> **WHAT IS ASKED**:
1 – In the thread on reproducing a Hydra run from saved configs, what error appeared when config.work_dir was accessed after loading .hydra/config.yaml with OmegaConf.load?
2 – Extend the thread on reproducing a Hydra run from saved configs with new posts that follow its final message.

> **EXTRACTED TEXT**:
= = =
Reproducing a Hydra run from previous Hydra job configs #1805

ashleve · 2021-08-31T10:09:51Z

Hi,

Currently Hydra generates the following logs:

When I want to reproduce the experiment, I can simply load the config.yaml:
python run.py --config-path /logs/runs/.../.hydra --config-name config.yaml

The problem is, config.yaml doesn't contain the hydra logs output paths configuration, which means that after running the line above, the logging path will revert to default.

Is there a workaround for that?

Is it possible to additionally load hydra specific config from some other path with a simple oneliner?

Thanks

The text was updated successfully, but these errors were encountered:

omry · 2021-08-31T15:52:40Z

This is not an officially supported workflow.

Try overriding the run path as well from the command line.

python run.py --config-path /logs/runs/.../.hydra --config-name config hydra.run.dir=/logs/runs/.../

Yevgnen · 2022-02-10T12:47:07Z

@omry

Hi, how can I load the config with properly formatted placeholders like ${abc.xyz} in scripts? Can I do this without wrapping another main function? I'm not trying to re-run, but to use the saved output. To instantiate some classes related to the output, I'd like to read the params used saved in .hydra/config.yaml but some of them are placeholders.

Jasha10 · 2022-02-10T18:40:48Z

@Yevgnen see OmegaConf.load.

Yevgnen · 2022-02-18T08:15:47Z

config/config.yaml

work_dir: ${hydra:runtime.cwd}
when: ${now:%Y-%m-%d}/${now:%H-%M-%S}

main.py

# -*- coding: utf-8 -*-

import hydra
from omegaconf import DictConfig


@hydra.main(config_path="config", config_name="config")
def main(cfg: DictConfig) -> None:
    print(cfg.work_dir)
    print(cfg.when)


if __name__ == "__main__":
    main()

@Jasha10 Hi, I tried to load .hydra/config.yaml of a run by OmegaConf.load, but got the following error when I access the config.work_dir

UnsupportedInterpolationType: Unsupported interpolation type hydra
    full_key: work_dir
    object_type=dict

And I don't seem to see any information related to the interpolated values of work_dir and when in .hydra/config.yaml, .hydra/hydra.yaml and .hydra/overrides.yaml of that run .

jieru-hu · 2022-02-25T18:15:07Z

@Yevgnen thank you for trying it out and the repro code. Could you provide a bit more details on what you tried with OmegaConf.load so we can repro? Many thanks

jieru-hu · 2022-02-25T18:16:05Z

reopening, we should look into this and at least provide some documentation on the approach.
= = =
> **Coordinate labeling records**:
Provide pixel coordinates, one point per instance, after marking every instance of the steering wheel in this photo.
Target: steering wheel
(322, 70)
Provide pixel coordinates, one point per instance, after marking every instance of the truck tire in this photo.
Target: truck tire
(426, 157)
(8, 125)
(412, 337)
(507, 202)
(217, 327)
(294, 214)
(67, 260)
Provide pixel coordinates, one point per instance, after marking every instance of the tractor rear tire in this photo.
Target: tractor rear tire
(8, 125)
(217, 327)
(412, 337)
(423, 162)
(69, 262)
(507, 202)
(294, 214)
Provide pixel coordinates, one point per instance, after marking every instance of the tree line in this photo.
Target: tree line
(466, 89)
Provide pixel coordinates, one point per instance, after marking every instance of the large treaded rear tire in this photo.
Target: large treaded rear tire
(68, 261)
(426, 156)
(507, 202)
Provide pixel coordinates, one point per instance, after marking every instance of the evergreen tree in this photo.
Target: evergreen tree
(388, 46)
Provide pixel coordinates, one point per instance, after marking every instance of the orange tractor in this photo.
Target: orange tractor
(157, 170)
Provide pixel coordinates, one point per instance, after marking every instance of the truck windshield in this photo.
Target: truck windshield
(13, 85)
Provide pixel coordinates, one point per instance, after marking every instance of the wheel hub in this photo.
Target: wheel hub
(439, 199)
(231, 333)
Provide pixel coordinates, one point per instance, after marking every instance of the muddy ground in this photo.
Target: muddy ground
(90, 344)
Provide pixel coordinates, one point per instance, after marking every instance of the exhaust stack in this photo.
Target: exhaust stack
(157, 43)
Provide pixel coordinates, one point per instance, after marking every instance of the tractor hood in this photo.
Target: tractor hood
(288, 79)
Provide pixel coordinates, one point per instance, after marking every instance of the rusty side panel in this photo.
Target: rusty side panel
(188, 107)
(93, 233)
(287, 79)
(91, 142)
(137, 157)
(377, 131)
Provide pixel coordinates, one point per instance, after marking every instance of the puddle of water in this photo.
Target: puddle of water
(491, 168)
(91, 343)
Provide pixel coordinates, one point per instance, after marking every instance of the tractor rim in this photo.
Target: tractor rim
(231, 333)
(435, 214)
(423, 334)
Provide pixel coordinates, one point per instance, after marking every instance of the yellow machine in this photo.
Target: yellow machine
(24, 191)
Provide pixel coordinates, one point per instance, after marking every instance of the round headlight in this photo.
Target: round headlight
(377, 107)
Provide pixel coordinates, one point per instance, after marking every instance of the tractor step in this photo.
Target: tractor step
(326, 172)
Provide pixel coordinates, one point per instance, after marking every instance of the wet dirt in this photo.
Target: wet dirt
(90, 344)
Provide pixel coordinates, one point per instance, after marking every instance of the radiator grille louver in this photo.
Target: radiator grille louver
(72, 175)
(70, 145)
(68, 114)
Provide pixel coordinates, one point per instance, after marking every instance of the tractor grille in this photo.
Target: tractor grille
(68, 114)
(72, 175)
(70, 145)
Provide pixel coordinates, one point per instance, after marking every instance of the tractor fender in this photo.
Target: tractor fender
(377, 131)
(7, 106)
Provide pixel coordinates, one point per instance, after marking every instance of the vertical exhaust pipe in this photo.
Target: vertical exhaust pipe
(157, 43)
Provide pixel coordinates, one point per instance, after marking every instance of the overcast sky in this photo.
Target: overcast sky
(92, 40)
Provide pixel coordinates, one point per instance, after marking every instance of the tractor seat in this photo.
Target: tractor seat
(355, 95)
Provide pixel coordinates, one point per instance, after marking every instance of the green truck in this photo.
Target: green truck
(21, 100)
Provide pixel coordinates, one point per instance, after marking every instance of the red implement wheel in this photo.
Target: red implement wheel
= = =
> **TASK RESPONSES**:
1 – UnsupportedInterpolationType: Unsupported interpolation type hydra

2 –
Jasha10 · 2022-03-02T05:59:12Z

I've had success reproducing the config by using the saved outputs/.../.hydra/overrides.yaml file. Specifically, suppose I run my_app.py as follows:

$ python my_app.py a=b +c/d=e

This produces a file outputs/.../.hydra/overrides.yaml with the following contents:

- a=b
- +c/d=e

This list of overrides can be used to reproduce the config. The following recipe has worked for me:

with hydra.initialize(config_path=config_path):  # same config_path as used by @hydra.main
    recomposed_config = hydra.compose(
        config_name="main",  # same config_name as used by @hydra.main
        overrides=OmegaConf.load("outputs/.../.hydra/overrides.yaml"),
    )

There are a few caveats here:

Currently the ${hydra:...} resolver cannot be used outside the context of @hydra.main. Using compose does not play well with the ${hydra:...} resolver.
If your config uses non-deterministic resolvers, e.g. to generate a random number or get the current time of day, those resolvers will be run anew (and will probably give different values from the original run). If you need to re-use the values from the initial run, you could try something like this:
config = OmegaConf.merge(recomposed_config, OmegaConf.load("outputs/.../.hydra/config.yaml"))
EDIT: I think that config = OmegaConf.merge(recomposed_config, OmegaConf.load("outputs/.../.hydra/config.yaml")) will not work because .hydra/config.yaml may contain unresolved interpolations/OmegaConf resolvers. A yaml file containing resolved values could be useful here, as @jieru-hu pointed out below.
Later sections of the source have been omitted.